=== Data supplied ===

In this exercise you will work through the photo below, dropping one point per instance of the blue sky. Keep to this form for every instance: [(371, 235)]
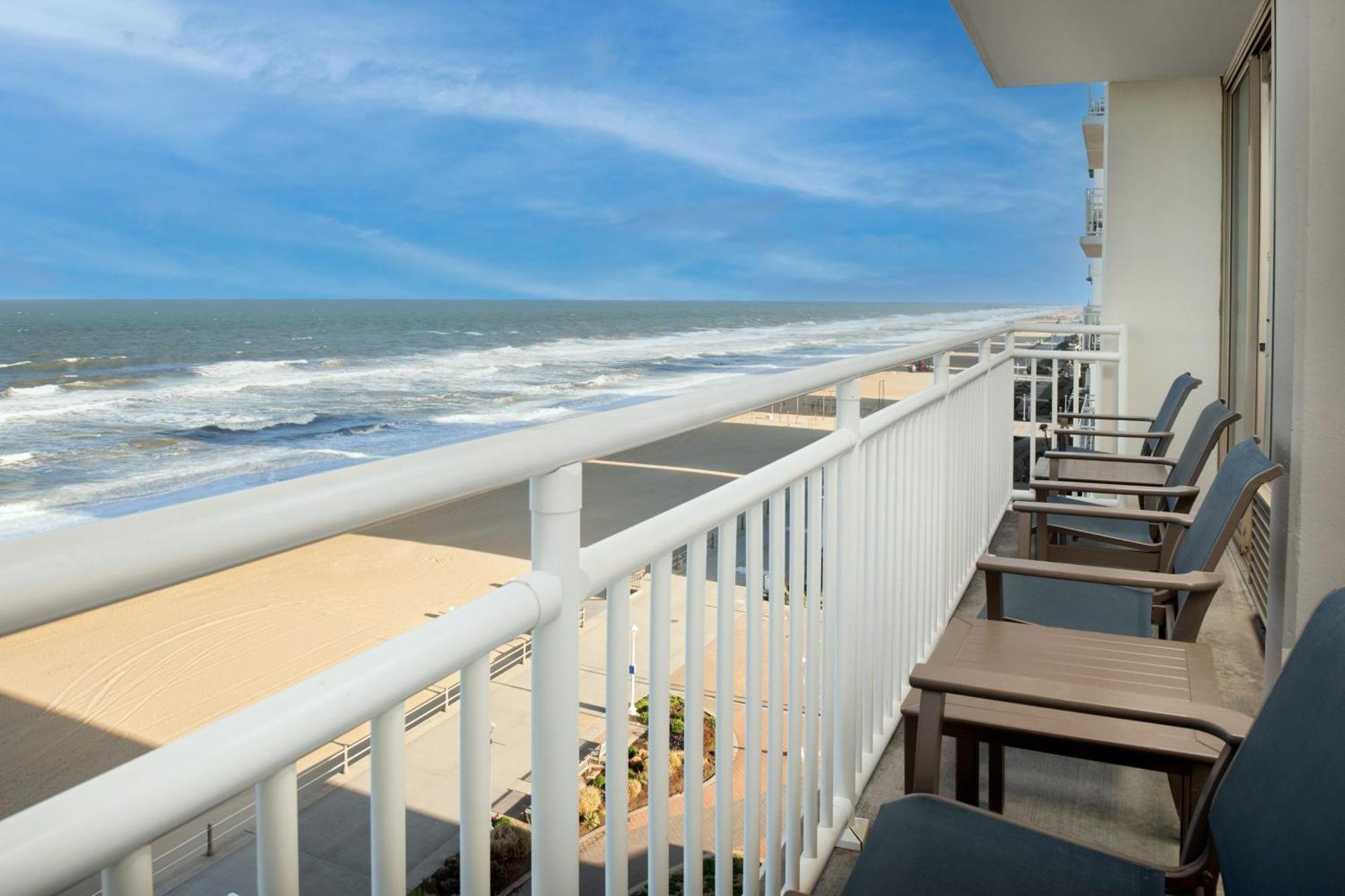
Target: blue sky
[(683, 150)]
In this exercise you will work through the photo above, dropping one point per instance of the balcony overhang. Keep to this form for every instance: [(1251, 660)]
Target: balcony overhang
[(1096, 128), (1036, 42)]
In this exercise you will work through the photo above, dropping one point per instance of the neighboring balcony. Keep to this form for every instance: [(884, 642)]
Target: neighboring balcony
[(1094, 214), (1096, 130)]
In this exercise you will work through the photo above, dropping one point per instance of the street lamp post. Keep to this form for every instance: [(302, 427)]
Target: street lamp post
[(631, 671)]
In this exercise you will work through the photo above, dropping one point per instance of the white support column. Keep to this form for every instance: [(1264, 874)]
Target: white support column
[(848, 594), (132, 876), (388, 802), (556, 501), (474, 721), (278, 833)]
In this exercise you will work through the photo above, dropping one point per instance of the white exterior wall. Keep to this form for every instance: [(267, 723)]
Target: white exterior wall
[(1161, 239), (1309, 326)]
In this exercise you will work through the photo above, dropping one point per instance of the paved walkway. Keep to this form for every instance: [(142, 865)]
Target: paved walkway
[(334, 827)]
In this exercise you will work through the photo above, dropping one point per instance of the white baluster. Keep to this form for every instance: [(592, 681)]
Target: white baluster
[(618, 735), (693, 736), (724, 708), (556, 501), (132, 876), (474, 778), (388, 802), (661, 619), (278, 833)]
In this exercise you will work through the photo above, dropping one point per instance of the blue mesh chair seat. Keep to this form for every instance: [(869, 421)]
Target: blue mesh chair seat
[(1274, 817), (1085, 606), (1136, 530), (909, 852), (1167, 416), (1214, 419), (1075, 603)]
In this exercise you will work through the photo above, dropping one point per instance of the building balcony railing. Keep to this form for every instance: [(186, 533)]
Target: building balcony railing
[(853, 553), (1094, 212), (1096, 216)]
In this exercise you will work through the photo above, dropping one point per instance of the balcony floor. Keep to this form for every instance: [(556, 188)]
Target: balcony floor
[(1126, 810)]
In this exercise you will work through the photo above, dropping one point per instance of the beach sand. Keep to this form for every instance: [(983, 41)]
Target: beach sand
[(88, 693), (84, 694)]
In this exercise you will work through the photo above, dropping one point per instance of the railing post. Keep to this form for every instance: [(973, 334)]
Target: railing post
[(278, 833), (132, 876), (1122, 404), (941, 509), (388, 802), (556, 499), (475, 776), (849, 583)]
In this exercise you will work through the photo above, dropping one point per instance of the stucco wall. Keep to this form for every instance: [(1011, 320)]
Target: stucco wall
[(1163, 236), (1309, 323)]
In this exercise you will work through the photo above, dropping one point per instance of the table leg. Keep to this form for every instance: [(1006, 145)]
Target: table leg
[(968, 771), (997, 778), (909, 754)]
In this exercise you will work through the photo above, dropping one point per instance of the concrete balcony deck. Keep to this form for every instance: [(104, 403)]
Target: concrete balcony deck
[(1126, 810)]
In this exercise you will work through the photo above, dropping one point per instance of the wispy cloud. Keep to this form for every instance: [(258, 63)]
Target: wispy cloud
[(524, 150)]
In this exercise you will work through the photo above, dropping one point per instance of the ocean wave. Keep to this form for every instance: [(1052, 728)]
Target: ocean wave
[(233, 368), (32, 392), (506, 416), (259, 425)]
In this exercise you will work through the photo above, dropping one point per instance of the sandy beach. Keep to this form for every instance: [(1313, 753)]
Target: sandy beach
[(87, 693)]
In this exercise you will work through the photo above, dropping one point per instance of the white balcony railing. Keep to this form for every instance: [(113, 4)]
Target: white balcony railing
[(870, 536), (1094, 212)]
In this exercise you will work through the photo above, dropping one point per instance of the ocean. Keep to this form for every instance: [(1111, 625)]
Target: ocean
[(115, 407)]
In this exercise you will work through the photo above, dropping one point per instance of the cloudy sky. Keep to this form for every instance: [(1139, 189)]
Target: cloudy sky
[(549, 150)]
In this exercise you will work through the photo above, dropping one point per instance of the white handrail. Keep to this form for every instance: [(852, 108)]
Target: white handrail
[(96, 823), (71, 571)]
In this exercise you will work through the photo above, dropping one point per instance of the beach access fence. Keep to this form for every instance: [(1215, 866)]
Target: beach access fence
[(884, 520)]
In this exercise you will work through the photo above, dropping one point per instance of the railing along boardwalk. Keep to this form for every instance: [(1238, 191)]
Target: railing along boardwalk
[(857, 546)]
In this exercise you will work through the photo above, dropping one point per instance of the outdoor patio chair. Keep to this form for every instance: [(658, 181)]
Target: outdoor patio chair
[(1130, 602), (1269, 818), (1112, 540), (1159, 436)]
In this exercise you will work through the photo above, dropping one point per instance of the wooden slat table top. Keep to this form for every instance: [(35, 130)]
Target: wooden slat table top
[(1109, 471), (1112, 662)]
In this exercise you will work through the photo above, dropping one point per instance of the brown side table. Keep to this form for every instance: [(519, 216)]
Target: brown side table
[(1112, 662), (1110, 471)]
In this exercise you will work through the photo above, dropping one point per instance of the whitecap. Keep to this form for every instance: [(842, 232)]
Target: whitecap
[(32, 392)]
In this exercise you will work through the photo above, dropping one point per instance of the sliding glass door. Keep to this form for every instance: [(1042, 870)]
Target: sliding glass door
[(1249, 241)]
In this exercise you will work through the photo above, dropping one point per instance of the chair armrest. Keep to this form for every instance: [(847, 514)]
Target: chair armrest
[(1229, 725), (1102, 513), (1141, 419), (1113, 434), (1089, 455), (1194, 581), (1113, 489)]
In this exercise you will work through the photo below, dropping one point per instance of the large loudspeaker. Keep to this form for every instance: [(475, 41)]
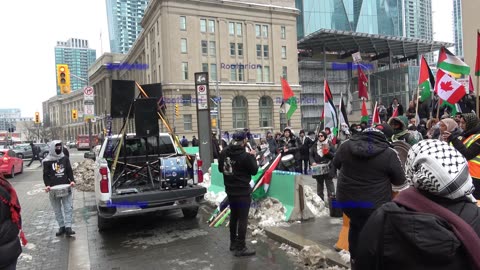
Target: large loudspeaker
[(146, 117), (123, 93)]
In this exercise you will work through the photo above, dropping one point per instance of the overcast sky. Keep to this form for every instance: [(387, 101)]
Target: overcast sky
[(30, 29)]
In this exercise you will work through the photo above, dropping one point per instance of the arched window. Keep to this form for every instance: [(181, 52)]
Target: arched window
[(266, 111), (239, 112)]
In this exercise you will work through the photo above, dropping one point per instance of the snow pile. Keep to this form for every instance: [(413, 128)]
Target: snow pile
[(314, 202), (83, 174)]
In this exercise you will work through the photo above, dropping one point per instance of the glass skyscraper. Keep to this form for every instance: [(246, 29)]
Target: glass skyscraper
[(124, 17), (384, 17), (78, 56)]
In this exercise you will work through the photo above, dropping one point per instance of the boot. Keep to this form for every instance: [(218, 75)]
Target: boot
[(60, 232), (69, 231)]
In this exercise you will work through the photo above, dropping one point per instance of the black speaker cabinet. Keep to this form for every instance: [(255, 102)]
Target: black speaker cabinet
[(123, 94), (146, 117)]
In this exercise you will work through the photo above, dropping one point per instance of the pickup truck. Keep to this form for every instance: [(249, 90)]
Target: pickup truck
[(156, 178)]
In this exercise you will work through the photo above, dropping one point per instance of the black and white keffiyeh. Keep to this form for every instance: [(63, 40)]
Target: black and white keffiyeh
[(439, 169)]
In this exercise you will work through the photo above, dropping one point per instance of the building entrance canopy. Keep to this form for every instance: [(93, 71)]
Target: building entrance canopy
[(379, 46)]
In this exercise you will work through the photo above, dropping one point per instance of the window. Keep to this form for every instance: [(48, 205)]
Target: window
[(211, 26), (239, 112), (204, 47), (185, 70), (240, 49), (266, 111), (259, 50), (213, 48), (284, 52), (213, 72), (232, 49), (183, 45), (187, 122), (183, 23), (187, 100), (203, 25), (259, 74), (266, 73), (239, 29), (258, 30), (265, 31), (240, 75)]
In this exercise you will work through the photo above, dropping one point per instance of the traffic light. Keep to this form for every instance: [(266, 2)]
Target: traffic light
[(37, 118), (63, 78)]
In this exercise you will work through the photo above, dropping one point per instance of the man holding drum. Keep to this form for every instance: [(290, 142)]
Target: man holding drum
[(58, 179)]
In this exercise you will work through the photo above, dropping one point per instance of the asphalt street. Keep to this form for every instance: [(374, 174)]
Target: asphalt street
[(164, 240)]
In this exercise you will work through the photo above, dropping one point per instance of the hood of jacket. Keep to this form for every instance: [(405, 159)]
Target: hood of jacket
[(51, 154), (369, 143)]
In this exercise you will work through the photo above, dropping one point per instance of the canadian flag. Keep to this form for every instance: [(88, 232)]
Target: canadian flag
[(447, 88)]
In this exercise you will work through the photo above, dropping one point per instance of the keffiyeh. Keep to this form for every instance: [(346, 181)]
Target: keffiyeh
[(439, 169)]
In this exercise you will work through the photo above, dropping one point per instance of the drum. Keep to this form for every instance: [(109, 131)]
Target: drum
[(288, 161), (60, 191), (321, 169)]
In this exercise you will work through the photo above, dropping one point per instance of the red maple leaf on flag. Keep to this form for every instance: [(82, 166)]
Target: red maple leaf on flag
[(446, 86)]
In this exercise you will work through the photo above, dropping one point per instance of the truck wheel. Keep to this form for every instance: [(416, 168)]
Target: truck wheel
[(103, 223), (190, 212)]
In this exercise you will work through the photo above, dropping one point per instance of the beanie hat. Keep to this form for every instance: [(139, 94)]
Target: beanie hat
[(438, 168)]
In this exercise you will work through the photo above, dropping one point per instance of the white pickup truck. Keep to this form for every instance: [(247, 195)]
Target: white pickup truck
[(156, 178)]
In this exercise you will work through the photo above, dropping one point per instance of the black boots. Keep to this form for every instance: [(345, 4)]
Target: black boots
[(60, 232), (69, 231)]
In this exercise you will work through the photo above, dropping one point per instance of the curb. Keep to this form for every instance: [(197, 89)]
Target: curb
[(299, 242)]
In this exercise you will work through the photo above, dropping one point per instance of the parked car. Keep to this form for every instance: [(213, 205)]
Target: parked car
[(10, 164), (24, 150)]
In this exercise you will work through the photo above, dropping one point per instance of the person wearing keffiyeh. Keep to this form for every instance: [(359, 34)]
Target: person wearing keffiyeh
[(10, 226)]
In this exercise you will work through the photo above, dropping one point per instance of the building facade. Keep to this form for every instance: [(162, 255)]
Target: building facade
[(124, 17), (458, 27), (78, 56)]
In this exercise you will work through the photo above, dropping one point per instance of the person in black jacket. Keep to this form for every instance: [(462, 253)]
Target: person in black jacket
[(10, 226), (398, 236), (238, 167), (35, 154), (57, 170), (369, 166)]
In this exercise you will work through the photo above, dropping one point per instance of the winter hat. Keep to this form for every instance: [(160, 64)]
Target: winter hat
[(471, 120), (438, 168), (450, 123)]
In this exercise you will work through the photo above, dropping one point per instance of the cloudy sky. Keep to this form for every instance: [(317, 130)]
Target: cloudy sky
[(30, 29), (29, 32)]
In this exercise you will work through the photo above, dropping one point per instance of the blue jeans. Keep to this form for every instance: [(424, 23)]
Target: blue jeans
[(64, 218)]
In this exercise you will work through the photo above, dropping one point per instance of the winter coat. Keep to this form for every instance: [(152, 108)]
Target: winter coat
[(57, 169), (237, 167), (368, 167), (10, 247), (411, 240)]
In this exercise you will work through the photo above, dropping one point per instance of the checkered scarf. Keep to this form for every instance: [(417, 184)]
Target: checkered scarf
[(439, 169)]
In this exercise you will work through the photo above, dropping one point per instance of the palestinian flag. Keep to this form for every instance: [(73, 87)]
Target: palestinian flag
[(449, 62), (330, 113), (426, 80), (289, 103), (364, 112), (477, 63), (447, 88)]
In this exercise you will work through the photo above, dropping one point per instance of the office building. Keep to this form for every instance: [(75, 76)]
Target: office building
[(78, 56), (124, 18)]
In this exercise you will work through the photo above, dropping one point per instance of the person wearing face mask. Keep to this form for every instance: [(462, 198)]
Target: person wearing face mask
[(57, 170)]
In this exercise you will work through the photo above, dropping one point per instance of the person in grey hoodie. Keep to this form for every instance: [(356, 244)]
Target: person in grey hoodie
[(57, 170)]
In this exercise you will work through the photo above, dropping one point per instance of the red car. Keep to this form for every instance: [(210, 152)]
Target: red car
[(10, 164)]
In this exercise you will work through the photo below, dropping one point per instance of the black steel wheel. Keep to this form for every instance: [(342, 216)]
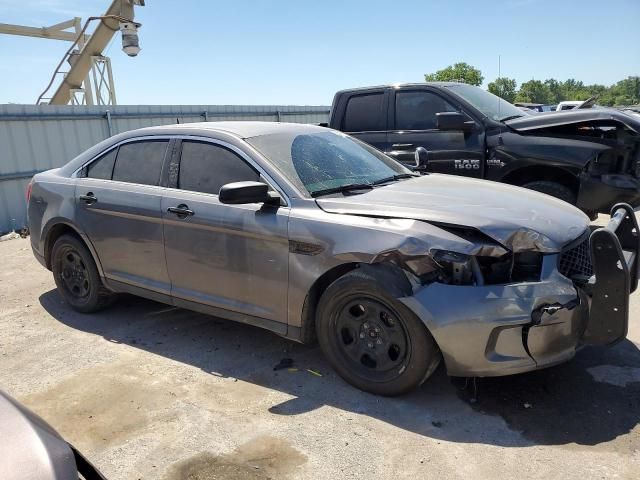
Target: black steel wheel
[(73, 273), (373, 340), (76, 275)]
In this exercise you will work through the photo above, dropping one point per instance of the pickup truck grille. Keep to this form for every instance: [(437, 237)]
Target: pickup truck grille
[(576, 261)]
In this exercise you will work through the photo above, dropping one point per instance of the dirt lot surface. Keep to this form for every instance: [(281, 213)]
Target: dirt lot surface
[(147, 391)]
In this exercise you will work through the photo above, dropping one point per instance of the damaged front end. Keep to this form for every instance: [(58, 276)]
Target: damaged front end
[(515, 312)]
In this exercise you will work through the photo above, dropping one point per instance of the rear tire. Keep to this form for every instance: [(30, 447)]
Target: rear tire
[(554, 189), (77, 277), (372, 339)]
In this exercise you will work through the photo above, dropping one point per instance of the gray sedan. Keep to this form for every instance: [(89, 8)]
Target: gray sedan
[(312, 234)]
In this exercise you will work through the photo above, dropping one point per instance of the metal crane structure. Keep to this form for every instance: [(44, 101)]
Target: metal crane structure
[(89, 79)]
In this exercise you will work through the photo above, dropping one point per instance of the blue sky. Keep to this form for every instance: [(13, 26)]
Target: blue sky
[(301, 52)]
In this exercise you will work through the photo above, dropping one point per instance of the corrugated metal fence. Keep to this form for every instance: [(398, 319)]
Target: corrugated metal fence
[(34, 138)]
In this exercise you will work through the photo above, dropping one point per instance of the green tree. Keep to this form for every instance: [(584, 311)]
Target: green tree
[(556, 89), (534, 91), (504, 88), (459, 72), (625, 92)]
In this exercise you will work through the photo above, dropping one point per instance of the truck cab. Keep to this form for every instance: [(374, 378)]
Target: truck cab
[(588, 158)]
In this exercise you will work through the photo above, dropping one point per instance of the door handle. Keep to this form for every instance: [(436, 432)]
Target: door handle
[(89, 198), (182, 211), (404, 146)]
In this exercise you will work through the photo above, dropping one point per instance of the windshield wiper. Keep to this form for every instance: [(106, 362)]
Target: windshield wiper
[(342, 188), (510, 117), (398, 176)]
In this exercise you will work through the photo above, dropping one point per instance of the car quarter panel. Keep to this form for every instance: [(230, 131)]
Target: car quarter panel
[(52, 202)]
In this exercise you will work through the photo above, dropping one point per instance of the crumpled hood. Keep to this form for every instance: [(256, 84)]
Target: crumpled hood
[(519, 219), (554, 119)]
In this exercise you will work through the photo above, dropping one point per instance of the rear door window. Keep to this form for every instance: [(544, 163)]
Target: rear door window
[(102, 167), (140, 162), (205, 167), (416, 110), (365, 113)]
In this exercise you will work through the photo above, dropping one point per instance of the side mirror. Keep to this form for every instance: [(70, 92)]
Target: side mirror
[(421, 159), (453, 121), (247, 192)]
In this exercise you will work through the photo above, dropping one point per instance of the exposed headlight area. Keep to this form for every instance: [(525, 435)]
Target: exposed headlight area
[(459, 269)]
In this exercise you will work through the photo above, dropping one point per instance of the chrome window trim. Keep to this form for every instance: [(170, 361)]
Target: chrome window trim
[(199, 138)]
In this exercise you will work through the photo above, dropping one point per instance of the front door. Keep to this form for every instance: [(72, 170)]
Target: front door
[(118, 207), (230, 257), (454, 152)]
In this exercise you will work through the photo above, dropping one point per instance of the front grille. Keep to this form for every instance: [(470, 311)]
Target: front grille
[(576, 261)]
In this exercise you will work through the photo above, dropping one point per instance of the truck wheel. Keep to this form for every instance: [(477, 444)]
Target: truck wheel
[(554, 189), (76, 276), (371, 339)]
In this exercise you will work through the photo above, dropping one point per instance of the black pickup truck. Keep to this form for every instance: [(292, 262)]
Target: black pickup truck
[(589, 158)]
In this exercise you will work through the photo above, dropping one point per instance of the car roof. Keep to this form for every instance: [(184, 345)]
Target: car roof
[(241, 129), (416, 84)]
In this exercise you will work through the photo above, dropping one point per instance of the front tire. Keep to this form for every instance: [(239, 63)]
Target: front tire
[(77, 277), (370, 338)]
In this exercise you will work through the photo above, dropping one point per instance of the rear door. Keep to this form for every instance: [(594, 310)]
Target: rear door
[(118, 206), (231, 257), (365, 117), (414, 125)]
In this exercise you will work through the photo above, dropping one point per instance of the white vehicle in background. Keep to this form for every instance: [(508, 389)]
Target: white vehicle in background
[(568, 105)]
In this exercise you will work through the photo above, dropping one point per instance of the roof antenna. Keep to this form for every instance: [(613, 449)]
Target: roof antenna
[(499, 87)]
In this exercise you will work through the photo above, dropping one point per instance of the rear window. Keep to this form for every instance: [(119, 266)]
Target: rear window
[(140, 162), (365, 113), (102, 167), (205, 167), (416, 110)]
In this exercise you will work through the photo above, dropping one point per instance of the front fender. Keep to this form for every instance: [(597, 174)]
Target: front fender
[(509, 151)]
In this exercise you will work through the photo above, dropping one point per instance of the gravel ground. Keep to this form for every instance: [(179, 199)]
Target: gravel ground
[(147, 391)]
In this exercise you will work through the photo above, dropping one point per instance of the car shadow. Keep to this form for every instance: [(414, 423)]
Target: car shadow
[(591, 400)]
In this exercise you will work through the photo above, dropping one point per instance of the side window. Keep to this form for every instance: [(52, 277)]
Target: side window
[(416, 110), (205, 167), (103, 166), (365, 113), (140, 162)]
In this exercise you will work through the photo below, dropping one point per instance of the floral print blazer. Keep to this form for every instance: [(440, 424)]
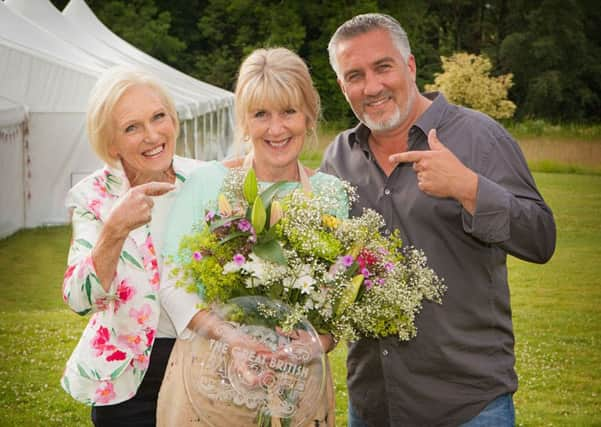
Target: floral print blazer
[(111, 358)]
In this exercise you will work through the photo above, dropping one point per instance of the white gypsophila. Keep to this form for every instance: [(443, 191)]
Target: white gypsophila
[(261, 271)]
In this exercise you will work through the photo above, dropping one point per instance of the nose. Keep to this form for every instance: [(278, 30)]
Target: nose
[(151, 134), (373, 85), (276, 124)]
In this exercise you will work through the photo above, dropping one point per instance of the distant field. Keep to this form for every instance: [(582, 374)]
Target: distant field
[(555, 308)]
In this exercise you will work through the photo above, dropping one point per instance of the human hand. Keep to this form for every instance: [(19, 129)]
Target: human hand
[(440, 173), (134, 209)]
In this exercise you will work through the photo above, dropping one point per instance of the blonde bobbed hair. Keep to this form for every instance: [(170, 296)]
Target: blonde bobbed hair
[(274, 78), (105, 95)]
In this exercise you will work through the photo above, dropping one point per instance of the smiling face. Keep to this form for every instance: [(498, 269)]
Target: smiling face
[(143, 136), (277, 135), (376, 81)]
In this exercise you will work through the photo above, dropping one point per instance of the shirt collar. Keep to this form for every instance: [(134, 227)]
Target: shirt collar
[(430, 119)]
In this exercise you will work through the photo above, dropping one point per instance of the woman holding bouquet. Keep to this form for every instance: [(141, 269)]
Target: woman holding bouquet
[(277, 108)]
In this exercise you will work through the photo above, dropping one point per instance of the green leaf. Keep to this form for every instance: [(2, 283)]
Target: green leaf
[(258, 215), (118, 371), (269, 193), (82, 372), (233, 236), (88, 288), (125, 256), (250, 188), (350, 294), (223, 221), (271, 251), (84, 242)]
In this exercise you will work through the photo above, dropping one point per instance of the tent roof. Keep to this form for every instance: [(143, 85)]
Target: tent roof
[(11, 113)]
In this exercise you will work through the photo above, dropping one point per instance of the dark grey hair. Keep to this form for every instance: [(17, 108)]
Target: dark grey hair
[(365, 23)]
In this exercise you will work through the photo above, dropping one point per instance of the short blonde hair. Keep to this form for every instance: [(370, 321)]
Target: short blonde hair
[(274, 77), (105, 95)]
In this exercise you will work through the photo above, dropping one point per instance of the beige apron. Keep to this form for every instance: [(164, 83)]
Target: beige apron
[(174, 408)]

===

→ **What to do**
Copy out each line of the entries that holds "below".

→ **Output for this exercise**
In this exercise you will work through the photo below, dropping one point per instance of the blue sky. Keep to this form for every instance: [(371, 235)]
In this exercise you will work through the photo below, dropping one point per instance of the large loudspeaker. Keep to this form for every instance: [(475, 41)]
In this exercise you will work through the photo below, dropping one point per instance of the black steel wheel. Keep to this form for every instance: [(342, 216)]
In this exercise you will work through the photo below, dropping one point per instance of the floral print blazer. Keep to this form for every instance: [(440, 424)]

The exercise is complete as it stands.